┌─ Records supplied
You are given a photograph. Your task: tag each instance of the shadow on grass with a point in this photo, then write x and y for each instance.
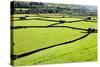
(45, 48)
(20, 27)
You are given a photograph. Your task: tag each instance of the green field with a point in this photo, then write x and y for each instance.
(44, 30)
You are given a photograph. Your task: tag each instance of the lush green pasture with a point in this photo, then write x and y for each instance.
(31, 39)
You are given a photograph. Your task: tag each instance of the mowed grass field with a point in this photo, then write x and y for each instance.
(76, 46)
└─
• What you will do: Please return the lines above exactly, with the pictures omitted.

• Output below:
You are given a photograph. Your task: tag each instance of the shadow on grass with a point in this photo, then write x and y for each instance.
(45, 48)
(20, 27)
You are given a photograph. Your task: tag each instance of the green field with a point in this photo, then write x and y for each instance.
(44, 30)
You are given a photograph. Your task: tag each instance of the lush green pasture with a point in this photo, then write x and y for each instance.
(31, 39)
You are given a photograph. Your task: tag each instance of the mowed grass field with a point in this photo, then write x and y for each instance.
(76, 46)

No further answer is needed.